WHAT YOU NEED TO DO:
Go through the following data and transcribe exactly the stretch of lines from the one holding "Target: white bowl" to the one holding "Mark the striped shirt with a point.", both included.
"""
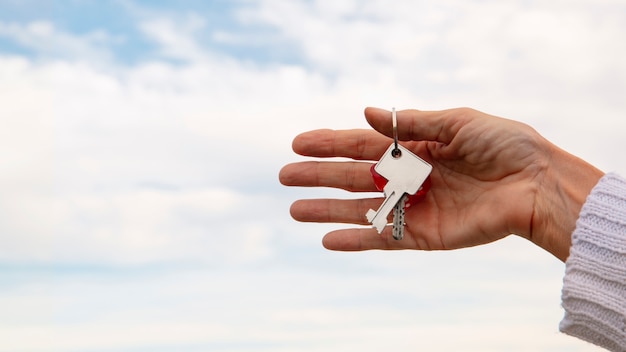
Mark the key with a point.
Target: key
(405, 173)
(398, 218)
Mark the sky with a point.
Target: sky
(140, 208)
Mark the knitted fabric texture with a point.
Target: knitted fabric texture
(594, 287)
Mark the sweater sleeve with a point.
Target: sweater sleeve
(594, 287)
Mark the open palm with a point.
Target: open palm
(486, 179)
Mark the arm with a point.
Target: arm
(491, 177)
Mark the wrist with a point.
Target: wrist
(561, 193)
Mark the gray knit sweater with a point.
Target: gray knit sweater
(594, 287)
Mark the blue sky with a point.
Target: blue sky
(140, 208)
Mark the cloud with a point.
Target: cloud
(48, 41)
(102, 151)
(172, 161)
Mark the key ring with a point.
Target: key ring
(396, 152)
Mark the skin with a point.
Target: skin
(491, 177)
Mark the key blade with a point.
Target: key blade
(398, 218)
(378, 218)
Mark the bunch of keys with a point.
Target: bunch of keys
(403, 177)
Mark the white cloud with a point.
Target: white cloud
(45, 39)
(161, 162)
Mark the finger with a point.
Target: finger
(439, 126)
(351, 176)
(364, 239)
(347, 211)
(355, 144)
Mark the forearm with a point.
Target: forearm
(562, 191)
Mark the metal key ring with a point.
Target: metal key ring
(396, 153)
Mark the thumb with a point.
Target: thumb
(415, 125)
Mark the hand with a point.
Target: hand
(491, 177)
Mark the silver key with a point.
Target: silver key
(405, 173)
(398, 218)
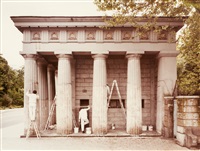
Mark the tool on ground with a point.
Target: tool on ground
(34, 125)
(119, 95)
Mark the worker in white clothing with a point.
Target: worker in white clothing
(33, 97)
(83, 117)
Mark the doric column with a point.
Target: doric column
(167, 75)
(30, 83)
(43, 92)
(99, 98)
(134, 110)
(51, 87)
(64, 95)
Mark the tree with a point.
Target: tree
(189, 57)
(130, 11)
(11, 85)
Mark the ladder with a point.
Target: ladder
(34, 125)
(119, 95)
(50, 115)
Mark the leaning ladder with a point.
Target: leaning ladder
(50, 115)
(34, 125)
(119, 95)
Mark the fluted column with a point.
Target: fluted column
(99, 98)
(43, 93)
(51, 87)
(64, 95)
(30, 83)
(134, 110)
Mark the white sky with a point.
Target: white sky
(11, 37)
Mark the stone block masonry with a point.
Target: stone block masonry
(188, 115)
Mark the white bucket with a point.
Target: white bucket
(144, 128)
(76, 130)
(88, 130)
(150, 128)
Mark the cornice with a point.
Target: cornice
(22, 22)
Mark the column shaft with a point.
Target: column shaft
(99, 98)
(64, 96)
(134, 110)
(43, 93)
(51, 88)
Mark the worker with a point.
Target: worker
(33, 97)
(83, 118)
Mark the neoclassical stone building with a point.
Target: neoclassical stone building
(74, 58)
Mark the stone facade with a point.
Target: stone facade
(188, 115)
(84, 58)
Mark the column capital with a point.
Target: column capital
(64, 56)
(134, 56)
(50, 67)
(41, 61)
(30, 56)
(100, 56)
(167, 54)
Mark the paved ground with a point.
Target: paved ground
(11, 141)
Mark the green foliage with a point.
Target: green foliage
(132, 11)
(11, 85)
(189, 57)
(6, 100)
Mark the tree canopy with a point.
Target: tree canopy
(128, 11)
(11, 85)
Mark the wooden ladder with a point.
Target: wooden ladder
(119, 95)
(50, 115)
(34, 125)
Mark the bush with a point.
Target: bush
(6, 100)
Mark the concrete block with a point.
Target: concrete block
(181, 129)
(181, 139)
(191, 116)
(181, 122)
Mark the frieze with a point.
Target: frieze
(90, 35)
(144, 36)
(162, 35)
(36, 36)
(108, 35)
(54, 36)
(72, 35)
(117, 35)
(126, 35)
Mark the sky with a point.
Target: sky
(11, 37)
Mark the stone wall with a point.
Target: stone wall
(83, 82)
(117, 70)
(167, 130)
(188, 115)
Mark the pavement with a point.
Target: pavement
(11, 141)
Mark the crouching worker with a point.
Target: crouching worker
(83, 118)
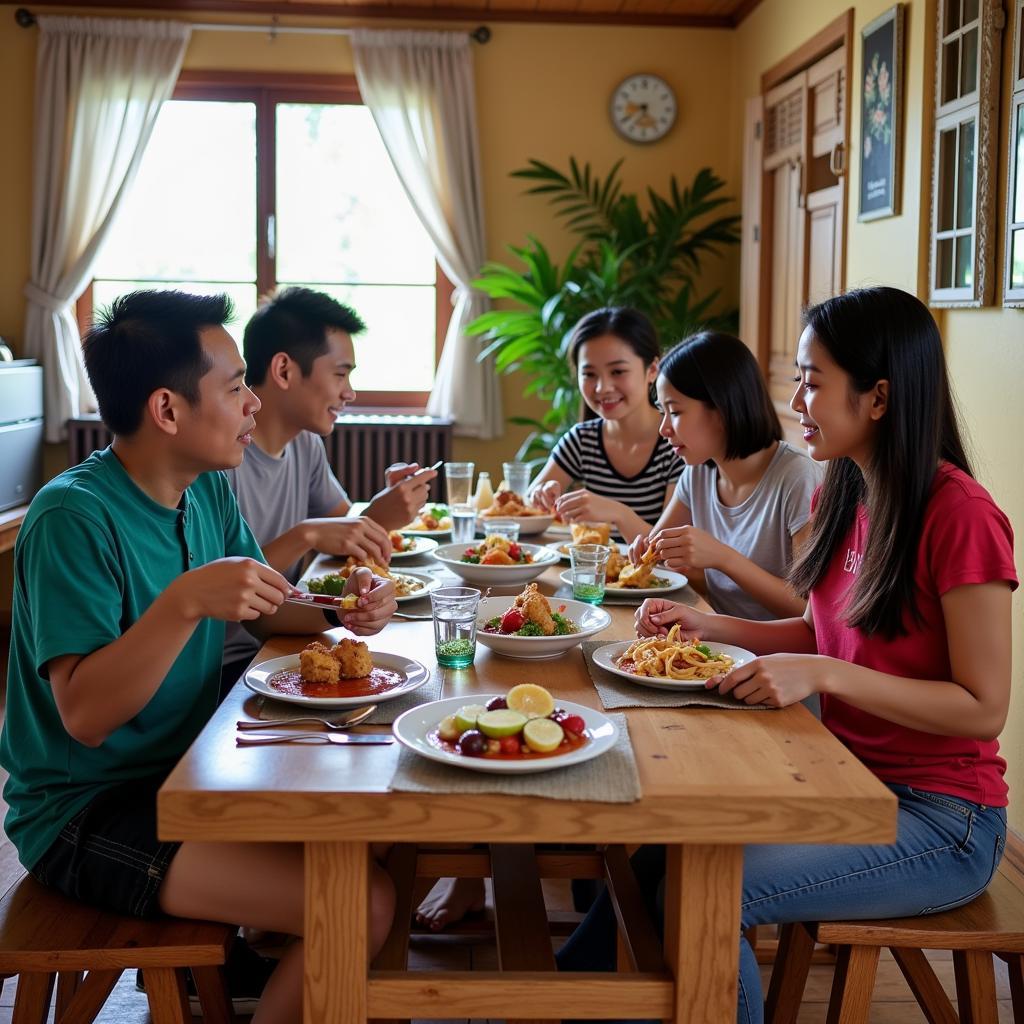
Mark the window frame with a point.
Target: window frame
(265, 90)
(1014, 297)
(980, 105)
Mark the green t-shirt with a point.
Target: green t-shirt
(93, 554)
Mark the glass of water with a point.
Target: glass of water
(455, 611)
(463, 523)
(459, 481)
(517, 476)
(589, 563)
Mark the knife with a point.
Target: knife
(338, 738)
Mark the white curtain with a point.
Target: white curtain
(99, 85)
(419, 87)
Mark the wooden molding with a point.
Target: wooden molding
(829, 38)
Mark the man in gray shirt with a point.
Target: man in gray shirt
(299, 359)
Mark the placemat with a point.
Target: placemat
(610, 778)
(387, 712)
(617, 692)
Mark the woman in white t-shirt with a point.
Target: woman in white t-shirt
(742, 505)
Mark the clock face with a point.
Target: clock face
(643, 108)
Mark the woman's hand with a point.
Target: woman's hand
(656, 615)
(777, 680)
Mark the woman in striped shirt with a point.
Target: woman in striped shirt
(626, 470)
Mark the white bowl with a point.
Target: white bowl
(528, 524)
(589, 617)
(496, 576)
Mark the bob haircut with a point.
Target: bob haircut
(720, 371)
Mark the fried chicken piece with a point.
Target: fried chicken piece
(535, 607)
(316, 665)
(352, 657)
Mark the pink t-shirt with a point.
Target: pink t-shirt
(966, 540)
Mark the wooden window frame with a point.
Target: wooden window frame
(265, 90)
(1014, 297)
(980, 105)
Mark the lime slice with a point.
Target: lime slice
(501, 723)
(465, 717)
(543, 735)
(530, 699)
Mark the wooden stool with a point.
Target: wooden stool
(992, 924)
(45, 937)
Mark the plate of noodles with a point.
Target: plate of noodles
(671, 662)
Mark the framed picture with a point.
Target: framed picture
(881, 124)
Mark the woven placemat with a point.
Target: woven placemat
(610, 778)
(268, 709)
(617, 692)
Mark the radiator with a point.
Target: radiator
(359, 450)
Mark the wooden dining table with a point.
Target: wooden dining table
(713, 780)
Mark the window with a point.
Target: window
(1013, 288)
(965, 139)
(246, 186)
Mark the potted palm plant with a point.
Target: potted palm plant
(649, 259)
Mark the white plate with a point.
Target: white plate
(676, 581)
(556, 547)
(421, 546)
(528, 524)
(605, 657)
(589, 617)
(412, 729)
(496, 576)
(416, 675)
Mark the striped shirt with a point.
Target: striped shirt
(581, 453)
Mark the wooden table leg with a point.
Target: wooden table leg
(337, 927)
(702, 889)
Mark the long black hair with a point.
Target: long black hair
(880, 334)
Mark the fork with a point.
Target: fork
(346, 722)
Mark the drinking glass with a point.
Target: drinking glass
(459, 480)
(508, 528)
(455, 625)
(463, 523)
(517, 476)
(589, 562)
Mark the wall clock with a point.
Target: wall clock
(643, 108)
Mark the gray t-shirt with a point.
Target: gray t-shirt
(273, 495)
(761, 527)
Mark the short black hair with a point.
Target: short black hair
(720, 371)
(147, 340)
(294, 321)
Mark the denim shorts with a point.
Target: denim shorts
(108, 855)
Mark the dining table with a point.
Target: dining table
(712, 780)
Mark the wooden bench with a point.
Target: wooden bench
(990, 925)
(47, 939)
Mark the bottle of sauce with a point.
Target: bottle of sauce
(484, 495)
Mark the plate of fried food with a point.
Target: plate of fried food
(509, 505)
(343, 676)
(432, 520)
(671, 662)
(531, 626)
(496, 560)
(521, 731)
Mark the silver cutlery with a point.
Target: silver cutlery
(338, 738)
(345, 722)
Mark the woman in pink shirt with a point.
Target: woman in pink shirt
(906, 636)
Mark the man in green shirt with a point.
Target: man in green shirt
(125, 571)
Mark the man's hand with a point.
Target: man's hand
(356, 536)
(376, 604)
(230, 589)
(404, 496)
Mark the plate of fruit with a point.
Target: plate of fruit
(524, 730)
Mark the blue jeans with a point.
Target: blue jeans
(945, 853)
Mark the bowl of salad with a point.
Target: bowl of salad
"""
"""
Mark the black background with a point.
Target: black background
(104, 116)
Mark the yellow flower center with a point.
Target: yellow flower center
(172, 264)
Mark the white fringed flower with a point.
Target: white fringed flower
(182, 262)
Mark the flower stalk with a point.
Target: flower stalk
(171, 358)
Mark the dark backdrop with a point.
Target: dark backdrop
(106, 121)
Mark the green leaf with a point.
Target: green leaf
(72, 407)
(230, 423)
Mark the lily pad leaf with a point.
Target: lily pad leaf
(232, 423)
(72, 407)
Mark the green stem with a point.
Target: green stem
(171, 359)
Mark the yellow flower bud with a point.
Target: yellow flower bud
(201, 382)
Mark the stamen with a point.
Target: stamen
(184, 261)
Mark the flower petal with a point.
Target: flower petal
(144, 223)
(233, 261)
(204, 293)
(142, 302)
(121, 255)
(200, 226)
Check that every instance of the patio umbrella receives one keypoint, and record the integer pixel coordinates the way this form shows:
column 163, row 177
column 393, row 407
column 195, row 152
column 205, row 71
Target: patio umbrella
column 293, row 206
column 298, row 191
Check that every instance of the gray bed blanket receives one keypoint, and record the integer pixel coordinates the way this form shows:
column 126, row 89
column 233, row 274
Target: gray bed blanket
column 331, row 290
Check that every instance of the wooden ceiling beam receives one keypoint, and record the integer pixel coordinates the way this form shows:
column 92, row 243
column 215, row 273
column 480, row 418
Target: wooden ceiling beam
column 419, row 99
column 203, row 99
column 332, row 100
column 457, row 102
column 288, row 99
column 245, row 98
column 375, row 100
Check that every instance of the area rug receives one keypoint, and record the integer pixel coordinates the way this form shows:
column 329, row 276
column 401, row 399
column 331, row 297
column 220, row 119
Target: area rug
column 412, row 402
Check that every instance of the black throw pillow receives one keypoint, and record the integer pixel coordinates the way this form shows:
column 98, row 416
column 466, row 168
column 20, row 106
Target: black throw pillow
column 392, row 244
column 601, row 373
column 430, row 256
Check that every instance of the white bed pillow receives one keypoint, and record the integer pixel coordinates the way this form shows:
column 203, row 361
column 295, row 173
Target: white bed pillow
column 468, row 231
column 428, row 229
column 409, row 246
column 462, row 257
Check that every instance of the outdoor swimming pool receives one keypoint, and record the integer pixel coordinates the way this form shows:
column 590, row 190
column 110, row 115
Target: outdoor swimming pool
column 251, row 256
"""
WRITTEN RESPONSE:
Target: white bowl
(528, 524)
(589, 617)
(496, 576)
Mark the bob haircut with a point.
Target: bob haircut
(720, 371)
Mark the fried chicken piece with a point.
Target: fried chicken piece
(535, 607)
(316, 665)
(352, 657)
Mark the pink t-shirt with a point.
Target: pink t-shirt
(966, 540)
Mark the wooden window frame with a point.
Target: wooden window frame
(265, 90)
(1014, 297)
(980, 105)
Mark the lime slice with a point.
Target: lime slice
(501, 723)
(465, 717)
(543, 735)
(530, 699)
Mark the wooden stool with a point.
Target: wooden stool
(992, 924)
(45, 937)
Mark the plate of noodles with a point.
Target: plate of noodles
(671, 662)
Mark the framed picture with a point.
Target: framed picture
(881, 124)
Mark the woven placemat with a point.
Target: woven placemat
(610, 778)
(268, 709)
(617, 692)
Mark the radiator with a point.
Target: radiator
(359, 450)
Mark the wooden dining table with a point.
Target: wooden dining table
(713, 780)
Mark the window with a point.
Target: window
(1013, 288)
(965, 139)
(246, 186)
Mark the potted palm plant with a point.
Target: potted palm plant
(649, 259)
Mark the white plate with a point.
Target: white plate
(676, 581)
(556, 547)
(421, 546)
(528, 524)
(605, 657)
(589, 617)
(412, 729)
(496, 576)
(416, 675)
Mark the striped shirt with a point.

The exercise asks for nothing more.